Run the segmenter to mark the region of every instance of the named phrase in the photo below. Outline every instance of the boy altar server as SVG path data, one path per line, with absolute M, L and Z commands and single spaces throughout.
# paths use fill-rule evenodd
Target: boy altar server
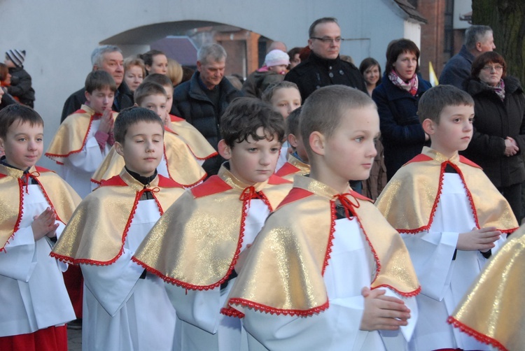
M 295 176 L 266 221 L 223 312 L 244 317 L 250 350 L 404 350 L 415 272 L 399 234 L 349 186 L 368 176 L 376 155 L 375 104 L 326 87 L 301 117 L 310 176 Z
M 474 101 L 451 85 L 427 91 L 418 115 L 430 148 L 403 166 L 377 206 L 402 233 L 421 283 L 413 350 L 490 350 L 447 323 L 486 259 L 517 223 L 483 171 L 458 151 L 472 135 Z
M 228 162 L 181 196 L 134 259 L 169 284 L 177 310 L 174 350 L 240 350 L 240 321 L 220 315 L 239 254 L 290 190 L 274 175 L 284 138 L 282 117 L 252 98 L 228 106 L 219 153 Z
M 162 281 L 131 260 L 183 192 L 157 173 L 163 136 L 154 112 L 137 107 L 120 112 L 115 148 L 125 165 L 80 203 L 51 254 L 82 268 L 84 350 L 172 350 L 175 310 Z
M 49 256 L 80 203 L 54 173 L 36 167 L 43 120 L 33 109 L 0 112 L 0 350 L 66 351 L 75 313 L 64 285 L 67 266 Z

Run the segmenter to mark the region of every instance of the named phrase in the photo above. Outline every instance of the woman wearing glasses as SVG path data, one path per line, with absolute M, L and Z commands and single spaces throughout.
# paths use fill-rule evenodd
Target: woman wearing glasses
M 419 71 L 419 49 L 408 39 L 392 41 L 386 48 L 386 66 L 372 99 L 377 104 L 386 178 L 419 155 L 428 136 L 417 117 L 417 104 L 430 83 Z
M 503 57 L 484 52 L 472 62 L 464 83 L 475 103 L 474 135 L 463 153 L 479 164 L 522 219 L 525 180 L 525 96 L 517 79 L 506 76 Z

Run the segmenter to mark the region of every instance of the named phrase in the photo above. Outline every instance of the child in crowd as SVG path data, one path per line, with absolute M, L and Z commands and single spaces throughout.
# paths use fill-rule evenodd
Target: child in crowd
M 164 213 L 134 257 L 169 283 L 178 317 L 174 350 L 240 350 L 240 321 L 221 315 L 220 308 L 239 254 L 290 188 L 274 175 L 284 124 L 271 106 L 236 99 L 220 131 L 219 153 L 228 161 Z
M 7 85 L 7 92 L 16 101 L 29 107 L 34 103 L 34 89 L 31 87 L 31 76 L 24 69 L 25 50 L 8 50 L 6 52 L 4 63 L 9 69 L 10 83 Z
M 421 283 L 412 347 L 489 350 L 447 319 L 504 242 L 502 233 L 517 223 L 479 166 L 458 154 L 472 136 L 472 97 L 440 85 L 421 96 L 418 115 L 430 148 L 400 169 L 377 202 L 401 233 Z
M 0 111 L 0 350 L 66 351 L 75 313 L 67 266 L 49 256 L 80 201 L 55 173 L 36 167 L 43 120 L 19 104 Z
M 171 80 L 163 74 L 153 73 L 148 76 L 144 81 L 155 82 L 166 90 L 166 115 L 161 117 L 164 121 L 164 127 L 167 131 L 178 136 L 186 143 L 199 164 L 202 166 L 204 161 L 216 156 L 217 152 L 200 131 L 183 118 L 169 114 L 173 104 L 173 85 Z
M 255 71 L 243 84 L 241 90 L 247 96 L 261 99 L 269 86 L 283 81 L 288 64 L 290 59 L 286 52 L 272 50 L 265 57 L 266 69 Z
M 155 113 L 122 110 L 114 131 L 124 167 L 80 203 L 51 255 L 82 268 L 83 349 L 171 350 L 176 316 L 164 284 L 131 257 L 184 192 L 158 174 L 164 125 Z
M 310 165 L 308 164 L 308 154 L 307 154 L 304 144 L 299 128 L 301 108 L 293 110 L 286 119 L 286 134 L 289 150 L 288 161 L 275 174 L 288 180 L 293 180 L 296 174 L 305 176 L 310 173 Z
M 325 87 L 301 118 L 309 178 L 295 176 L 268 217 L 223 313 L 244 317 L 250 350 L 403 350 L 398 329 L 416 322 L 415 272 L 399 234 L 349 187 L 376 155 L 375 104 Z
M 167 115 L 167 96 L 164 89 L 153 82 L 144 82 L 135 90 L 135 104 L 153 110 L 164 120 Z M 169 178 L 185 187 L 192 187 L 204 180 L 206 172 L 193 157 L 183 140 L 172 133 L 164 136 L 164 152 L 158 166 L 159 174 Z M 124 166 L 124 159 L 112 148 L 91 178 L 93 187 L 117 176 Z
^^^^^^^^^^^^^^^^
Work to complete: Turn the material into a numbered list, starting at the line that contains "of the woman" and ending after the line that contains "M 419 71 L 419". Include only those lines and leave out any blank ones.

Response to the task:
1. Run the segmenter to mark the region of every instance of the named phrase in the photo above. Outline every instance of the woman wearing glasses as SVG path data, one path per line, with absolute M, L and Z commands and single spaces throughout.
2. # paths use fill-rule evenodd
3. Target: woman wearing glasses
4. M 419 71 L 419 49 L 408 39 L 392 41 L 386 48 L 386 66 L 372 99 L 377 104 L 386 178 L 419 155 L 428 136 L 417 117 L 417 104 L 430 83 Z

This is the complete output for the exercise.